#### Your goal:
Each line from the line containing "at the utility" through the last line of the entries is to be reproduced exactly as it stands.

= Beginning of Section =

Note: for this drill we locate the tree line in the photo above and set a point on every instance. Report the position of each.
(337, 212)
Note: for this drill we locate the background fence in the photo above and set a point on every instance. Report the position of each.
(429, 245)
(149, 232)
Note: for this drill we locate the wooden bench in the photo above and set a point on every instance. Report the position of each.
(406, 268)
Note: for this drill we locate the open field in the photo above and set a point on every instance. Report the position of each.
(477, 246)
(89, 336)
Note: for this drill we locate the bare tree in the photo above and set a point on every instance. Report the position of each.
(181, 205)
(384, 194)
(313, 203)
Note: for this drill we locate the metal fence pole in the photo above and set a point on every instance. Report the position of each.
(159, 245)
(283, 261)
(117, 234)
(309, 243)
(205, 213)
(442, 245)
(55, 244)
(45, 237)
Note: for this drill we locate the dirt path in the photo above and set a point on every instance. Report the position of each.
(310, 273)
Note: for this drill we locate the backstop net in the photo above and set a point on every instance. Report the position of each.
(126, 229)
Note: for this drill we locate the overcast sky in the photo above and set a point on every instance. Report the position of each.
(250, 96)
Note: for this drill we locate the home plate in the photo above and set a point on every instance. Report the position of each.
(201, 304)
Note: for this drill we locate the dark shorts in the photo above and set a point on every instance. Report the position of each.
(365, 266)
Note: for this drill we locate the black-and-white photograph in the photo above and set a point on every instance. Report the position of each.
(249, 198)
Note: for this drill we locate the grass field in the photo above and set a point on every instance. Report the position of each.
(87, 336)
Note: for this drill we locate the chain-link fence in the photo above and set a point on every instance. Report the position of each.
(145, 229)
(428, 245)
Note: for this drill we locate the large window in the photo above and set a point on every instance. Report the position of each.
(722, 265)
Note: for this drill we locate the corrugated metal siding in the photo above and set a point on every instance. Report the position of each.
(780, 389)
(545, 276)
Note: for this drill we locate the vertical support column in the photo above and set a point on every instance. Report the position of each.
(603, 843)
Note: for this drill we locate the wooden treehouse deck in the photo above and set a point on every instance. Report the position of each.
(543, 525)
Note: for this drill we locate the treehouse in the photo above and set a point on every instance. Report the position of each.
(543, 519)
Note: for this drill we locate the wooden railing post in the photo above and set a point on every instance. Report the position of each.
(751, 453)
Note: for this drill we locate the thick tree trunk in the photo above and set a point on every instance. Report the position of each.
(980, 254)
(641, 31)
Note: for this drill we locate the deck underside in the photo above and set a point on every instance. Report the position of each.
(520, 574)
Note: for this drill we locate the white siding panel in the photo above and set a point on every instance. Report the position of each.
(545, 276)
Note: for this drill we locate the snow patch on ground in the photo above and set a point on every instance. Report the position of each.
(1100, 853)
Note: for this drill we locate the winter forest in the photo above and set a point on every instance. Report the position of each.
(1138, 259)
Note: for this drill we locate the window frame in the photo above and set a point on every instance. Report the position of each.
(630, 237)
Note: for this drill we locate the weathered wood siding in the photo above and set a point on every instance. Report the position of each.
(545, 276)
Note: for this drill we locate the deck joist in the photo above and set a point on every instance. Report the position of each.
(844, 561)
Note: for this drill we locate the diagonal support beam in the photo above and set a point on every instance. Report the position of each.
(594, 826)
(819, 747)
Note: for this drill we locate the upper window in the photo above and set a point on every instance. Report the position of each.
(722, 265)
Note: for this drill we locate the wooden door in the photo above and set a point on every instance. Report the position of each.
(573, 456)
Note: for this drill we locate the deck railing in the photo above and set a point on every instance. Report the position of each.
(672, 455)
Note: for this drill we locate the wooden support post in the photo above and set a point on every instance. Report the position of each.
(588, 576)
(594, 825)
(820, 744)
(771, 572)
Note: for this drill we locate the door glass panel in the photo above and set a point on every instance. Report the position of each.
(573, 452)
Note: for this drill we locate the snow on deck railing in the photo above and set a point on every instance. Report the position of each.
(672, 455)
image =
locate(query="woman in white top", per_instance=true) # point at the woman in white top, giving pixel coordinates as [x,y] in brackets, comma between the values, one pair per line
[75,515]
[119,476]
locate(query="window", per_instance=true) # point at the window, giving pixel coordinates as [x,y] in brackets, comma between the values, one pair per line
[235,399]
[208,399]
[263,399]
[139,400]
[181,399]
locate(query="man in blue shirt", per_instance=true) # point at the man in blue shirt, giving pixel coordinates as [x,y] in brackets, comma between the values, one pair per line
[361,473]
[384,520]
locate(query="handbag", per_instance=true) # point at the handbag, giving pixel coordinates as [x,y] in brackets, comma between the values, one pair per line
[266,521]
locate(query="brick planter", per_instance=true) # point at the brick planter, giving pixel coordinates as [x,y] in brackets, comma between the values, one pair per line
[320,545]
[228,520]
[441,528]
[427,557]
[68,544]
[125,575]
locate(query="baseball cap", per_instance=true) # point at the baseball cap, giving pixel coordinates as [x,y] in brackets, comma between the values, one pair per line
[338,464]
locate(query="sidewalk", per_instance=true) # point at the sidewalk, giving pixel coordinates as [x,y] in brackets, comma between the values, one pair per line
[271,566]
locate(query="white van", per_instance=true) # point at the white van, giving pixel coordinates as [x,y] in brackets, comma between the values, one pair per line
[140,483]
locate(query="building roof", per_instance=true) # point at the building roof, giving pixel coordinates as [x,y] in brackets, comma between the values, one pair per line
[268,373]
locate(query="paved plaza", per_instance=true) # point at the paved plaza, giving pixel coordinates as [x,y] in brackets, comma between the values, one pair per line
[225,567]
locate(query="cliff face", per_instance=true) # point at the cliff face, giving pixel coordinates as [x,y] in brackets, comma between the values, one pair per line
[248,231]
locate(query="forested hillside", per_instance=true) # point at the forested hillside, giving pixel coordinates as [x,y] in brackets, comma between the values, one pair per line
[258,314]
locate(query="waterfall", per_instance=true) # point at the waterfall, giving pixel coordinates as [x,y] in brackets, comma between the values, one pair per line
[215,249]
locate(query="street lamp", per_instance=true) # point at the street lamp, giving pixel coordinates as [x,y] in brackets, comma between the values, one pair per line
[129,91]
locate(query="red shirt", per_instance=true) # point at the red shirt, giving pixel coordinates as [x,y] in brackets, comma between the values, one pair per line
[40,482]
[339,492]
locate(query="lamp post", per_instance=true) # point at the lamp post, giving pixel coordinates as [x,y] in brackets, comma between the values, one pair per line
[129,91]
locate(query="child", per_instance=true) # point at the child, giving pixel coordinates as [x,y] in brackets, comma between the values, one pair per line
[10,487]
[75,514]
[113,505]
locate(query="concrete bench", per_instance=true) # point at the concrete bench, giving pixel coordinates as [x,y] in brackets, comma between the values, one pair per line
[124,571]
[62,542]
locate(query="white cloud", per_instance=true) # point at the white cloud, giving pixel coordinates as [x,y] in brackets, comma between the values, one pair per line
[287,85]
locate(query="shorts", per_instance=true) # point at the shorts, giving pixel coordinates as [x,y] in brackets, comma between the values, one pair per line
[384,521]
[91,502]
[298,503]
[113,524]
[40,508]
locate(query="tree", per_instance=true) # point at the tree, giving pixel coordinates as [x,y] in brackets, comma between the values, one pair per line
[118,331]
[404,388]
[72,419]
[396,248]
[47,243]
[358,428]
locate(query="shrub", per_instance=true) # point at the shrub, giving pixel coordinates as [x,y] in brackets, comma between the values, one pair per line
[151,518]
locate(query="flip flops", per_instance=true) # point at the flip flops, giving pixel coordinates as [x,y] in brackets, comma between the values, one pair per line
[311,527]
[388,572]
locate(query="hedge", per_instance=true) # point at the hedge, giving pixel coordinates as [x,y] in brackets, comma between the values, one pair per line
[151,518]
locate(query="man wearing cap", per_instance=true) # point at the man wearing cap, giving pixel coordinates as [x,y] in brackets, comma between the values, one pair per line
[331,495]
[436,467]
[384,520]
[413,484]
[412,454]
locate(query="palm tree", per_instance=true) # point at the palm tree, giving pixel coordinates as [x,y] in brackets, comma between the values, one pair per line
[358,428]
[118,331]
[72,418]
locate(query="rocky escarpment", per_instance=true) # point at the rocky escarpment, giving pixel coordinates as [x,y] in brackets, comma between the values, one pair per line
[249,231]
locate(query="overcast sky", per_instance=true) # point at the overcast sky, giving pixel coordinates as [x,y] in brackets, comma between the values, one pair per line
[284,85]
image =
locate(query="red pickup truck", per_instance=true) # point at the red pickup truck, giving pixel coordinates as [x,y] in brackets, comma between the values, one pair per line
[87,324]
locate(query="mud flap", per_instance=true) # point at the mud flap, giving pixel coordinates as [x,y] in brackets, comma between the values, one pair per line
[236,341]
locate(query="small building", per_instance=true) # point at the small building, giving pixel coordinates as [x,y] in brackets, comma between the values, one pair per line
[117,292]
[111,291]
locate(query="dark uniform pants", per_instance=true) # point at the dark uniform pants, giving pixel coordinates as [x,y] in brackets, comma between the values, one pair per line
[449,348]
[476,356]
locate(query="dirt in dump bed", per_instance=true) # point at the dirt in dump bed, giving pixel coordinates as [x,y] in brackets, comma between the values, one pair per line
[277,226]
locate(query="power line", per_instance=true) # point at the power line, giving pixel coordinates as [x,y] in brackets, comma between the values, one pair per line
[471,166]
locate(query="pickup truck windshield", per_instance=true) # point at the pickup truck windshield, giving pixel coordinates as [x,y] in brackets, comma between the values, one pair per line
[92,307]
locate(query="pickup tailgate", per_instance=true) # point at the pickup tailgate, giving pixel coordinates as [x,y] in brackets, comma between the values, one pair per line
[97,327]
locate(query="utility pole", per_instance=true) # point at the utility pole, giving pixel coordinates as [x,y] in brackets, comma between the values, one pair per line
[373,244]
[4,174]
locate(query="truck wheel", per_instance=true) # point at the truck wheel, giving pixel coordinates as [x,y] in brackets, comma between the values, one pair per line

= End of Section =

#### Task answer:
locate(query="utility pole", per_instance=true) # point at the utility pole, giving pixel coordinates as [x,y] in brackets, comma between the values, one pair per line
[373,244]
[4,174]
locate(query="truck wheel", per_instance=true) # point at the truck wheel, giving pixel coordinates as [x,y] in brackets, comma between the values, one pair per line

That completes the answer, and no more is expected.